Alongside the coffin was an alabaster head, which archaeologists believe to be a bust of whoever is buried inside, the Guardian reports.
The tomb is believed to date to back to the early Ptolemaic period, which kicked off in 323BC and, according to archaeologists, it's been lying there undisturbed since it was buried, until now.
As such, no one knows what is inside, but if a lifetime of watching bad movies has taught me anything, it's that there is almost certainly a curse waiting to be unleashed. So good luck with that, chaps.
Ayman Ashmawy, head of ancient Egyptian artefacts at the Egypt's ministry of antiquities said: "We are hoping this tomb may belong to one of the high dignitaries of the period.
"The alabaster head is likely that of a nobleman in Alexandria. When we open the sarcophagus, we hope to find objects inside that are intact, which will help us to identify this person and their position."

* [Extracts from a box-labeled dataset]:
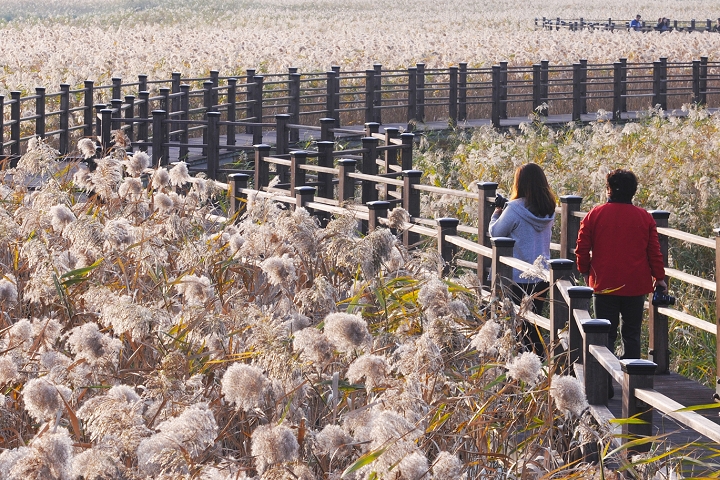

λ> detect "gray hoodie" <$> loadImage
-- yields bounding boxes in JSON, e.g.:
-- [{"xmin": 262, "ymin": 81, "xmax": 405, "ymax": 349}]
[{"xmin": 490, "ymin": 198, "xmax": 555, "ymax": 283}]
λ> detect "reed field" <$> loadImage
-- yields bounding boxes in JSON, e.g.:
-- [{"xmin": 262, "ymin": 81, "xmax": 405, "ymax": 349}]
[{"xmin": 0, "ymin": 0, "xmax": 720, "ymax": 480}]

* [WHAT THIS TASK INVOLVES]:
Write the next part of the news piece about the sealed Egyptian tomb, picking up right after its last sentence. You won't need the records for this.

* [SOLVED EXERCISE]:
The sarcophagus was uncovered during construction work and in the coming weeks a team will be tasked with removing the lid. Work can then begin on preserving whatever is inside, but it's not going to be an easy job and the coffin will have to be opened on-site due to its size.
Ashmawy added: "It's risky to open it directly - we need to prepare.
"It's difficult to move it intact and open [it] in a museum.
"It's five metres underground and the whole thing weighs over 30 tonnes. The lid alone is 15 tonnes."
According to experts, a layer of mortar found on top of the sarcophagus shows that it had not been opened since it was original sealed all those thousands of years ago. Let's hope whoever is inside isn't too pissed off at having his tomb unsealed after all this time, eh?